* [Challenge 1]: Restate the regex tutorial text between "Regex is almost" and "that for now.", inclusive, swapping "learning curve" for "learning slope".
— Begin Text —
Regex is almost its own language and does have a slight learning curve.  

Below I will give the regex pattern that we use for light-seq and introduce the regex101.com website for a more visual representation of what its doing.  
Note: regex101 doesnt seem to handle the regex fuzzy seach parameter very well so we will just ignore that for now.  
https://regex101.com/r/R3AlWj/1

In [2]:
import os
import regex

In [3]:
barcodePattern = '^(?P<umi_1>.{12})' \
               '(?P<discard_1>.*)' \
               '(?P<cell_1>GTTAGG|AGGGTA)' \
               '(?P<discard_2>TGAGTTAT){s<=2}' \
               '(?P<discard_3>.{8})' \
               '.{15,40}+' \
               '(?P<discard_4>AAAAAAAAAAA.*|CTGTCTCTTAT.*|.*$)'

In [4]:
barcodePattern

'^(?P<umi_1>.{12})(?P<discard_1>.*)(?P<cell_1>GTTAGG|AGGGTA)(?P<discard_2>TGAGTTAT){s<=2}(?P<discard_3>.{8}).{15,40}+(?P<discard_4>AAAAAAAAAAA.*|CTGTCTCTTAT.*|.*$)'

In [5]:
# Lets run a regex search on an example sequence
seq = 'GAAGGGAGTGTAAGGGTANGAGTTATAGTCTGTCTCTTATACACATCTCCGAGCCCACGAGACTAAGGCGAACCTCGTATGCCGTCTTCTGCTTGAAAAA'

In [6]:
match = regex.search(barcodePattern, seq)
match

<regex.Match object; span=(0, 100), match='GAAGGGAGTGTAAGGGTANGAGTTATAGTCTGTCTCTTATACACATCTCCGAGCCCACGAGACTAAGGCGAACCTCGTATGCCGTCTTCTGCTTGAAAAA', fuzzy_counts=(1, 0, 0)>

In [7]:
# Umi-tools parses the fastq file based on the entries for each of the regex search groups. e.g."umi_1" etc...
# Therefore its better to just use the umi-tools naming convention to avoid headaches.
match.groupdict()

{'umi_1': 'GAAGGGAGTGTA',
 'discard_1': '',
 'cell_1': 'AGGGTA',
 'discard_2': 'NGAGTTAT',
 'discard_3': 'AGTCTGTC',
 'discard_4': 'TCGTATGCCGTCTTCTGCTTGAAAAA'}

In [8]:
match.groupdict().get('umi_1')
— End Text —
— Begin Input rows —
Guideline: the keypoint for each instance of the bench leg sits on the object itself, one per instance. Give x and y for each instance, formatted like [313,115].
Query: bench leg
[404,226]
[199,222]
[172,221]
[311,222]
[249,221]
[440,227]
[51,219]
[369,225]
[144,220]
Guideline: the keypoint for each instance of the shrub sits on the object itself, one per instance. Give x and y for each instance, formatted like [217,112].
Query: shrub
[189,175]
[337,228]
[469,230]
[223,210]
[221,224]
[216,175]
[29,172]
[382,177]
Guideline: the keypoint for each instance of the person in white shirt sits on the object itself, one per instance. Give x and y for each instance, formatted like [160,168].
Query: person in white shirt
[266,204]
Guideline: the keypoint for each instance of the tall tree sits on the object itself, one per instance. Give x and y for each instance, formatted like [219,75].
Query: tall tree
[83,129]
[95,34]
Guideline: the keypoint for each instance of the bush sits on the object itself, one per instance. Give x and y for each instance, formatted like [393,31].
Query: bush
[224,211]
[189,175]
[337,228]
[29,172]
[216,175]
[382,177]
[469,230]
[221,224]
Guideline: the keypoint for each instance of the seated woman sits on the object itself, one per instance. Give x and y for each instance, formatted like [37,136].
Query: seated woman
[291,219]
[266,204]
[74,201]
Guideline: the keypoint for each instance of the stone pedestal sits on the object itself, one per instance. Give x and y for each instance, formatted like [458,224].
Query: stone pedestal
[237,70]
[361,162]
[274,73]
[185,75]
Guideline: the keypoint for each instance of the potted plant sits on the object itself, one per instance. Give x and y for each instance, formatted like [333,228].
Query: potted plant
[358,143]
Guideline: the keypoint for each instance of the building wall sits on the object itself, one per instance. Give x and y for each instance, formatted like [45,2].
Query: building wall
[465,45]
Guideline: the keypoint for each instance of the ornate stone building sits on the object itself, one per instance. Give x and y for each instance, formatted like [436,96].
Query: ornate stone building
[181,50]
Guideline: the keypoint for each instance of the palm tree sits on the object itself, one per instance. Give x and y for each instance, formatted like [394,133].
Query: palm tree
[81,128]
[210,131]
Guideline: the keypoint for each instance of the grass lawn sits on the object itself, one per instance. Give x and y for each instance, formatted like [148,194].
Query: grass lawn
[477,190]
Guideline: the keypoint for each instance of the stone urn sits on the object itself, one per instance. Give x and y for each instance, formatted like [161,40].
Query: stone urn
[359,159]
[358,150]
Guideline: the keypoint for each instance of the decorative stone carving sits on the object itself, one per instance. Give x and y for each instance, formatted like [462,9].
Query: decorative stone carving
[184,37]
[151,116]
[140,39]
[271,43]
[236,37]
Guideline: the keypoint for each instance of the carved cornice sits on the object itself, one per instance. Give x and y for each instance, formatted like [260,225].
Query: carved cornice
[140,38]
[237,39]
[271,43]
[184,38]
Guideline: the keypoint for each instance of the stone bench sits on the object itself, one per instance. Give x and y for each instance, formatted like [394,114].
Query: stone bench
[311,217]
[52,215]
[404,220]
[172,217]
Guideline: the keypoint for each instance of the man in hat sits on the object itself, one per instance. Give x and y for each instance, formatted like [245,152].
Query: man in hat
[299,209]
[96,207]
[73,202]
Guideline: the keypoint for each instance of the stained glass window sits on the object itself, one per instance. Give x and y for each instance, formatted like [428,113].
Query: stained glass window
— End Input rows —
— Begin Input rows —
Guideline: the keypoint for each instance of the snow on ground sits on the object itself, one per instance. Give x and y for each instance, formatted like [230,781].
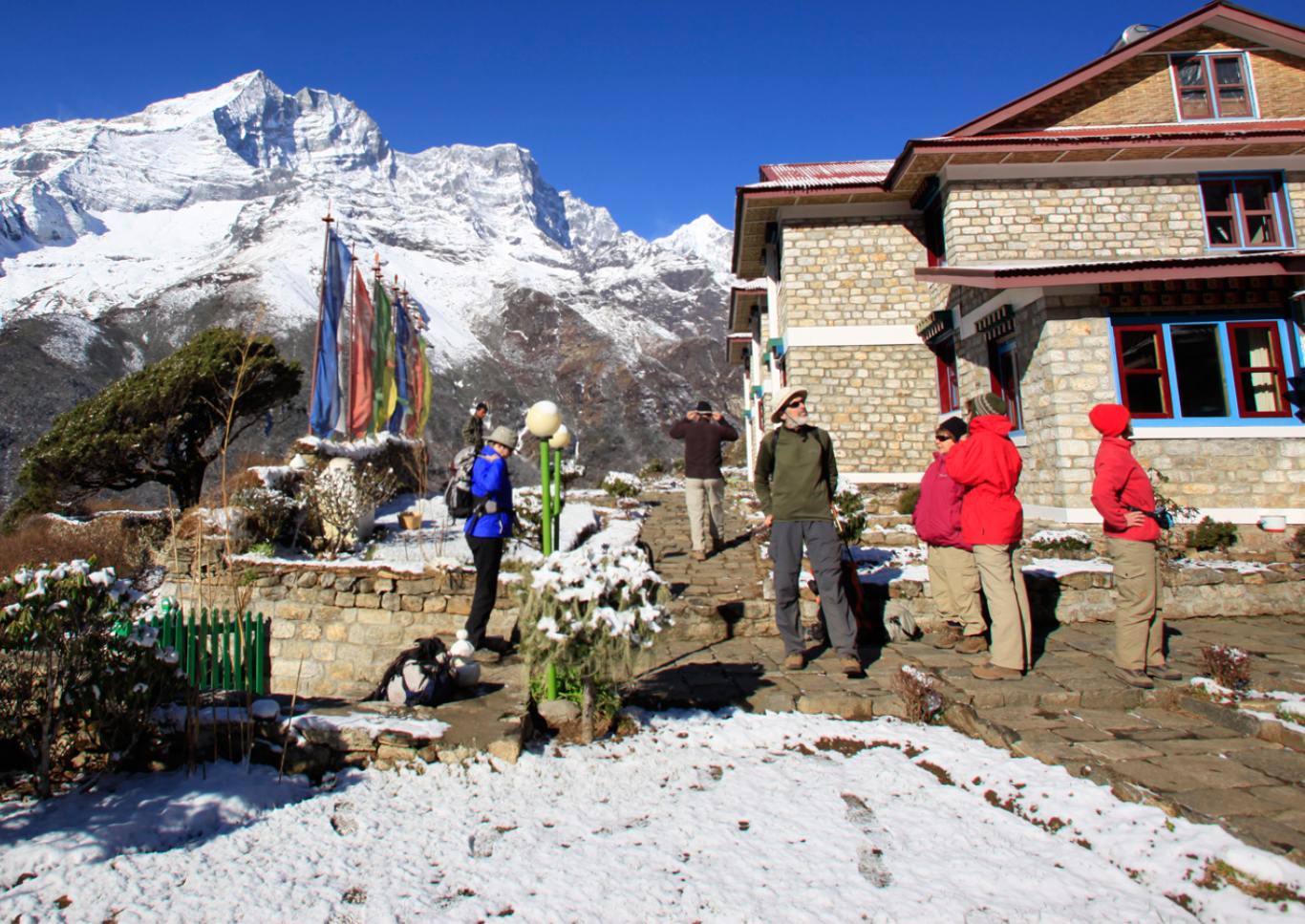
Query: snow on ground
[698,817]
— End Input rows —
* [Challenge 2]: Select every line of the records that contains the string "stone".

* [Reply 1]:
Regex is almost its own language and does have a slight learning slope.  

Below I will give the regex pattern that we use for light-seq and introduce the regex101.com website for a more visual representation of what its doing.  
Note: regex101 doesnt seem to handle the regex fuzzy seach parameter very well so we will just ignore that for now.

* [Reply 2]:
Guideline: the keypoint for each instance of the stone pedestal sits on the object itself, one per instance. Give x and y for each instance, formatted like [458,224].
Query: stone pedestal
Guideline: the keypoint for each instance of the ornate stone building sits on the object itself, one per instance. Give x and y for each instance, formatted like [436,96].
Query: ornate stone building
Guideline: the keypoint for each instance of the stone urn sits on the object itself, one per instance. Give x and y for each instance, formatted like [161,40].
Query: stone urn
Guideline: the keypoint for each instance of the decorative stone carving sits on the object itself, one per instance. Give x and y for each instance, formatted like [462,9].
Query: decorative stone carving
Guideline: the keypoint for each instance of the stone bench sits on the object itself, one per instance. Give x and y for each instance, formatted like [394,114].
Query: stone bench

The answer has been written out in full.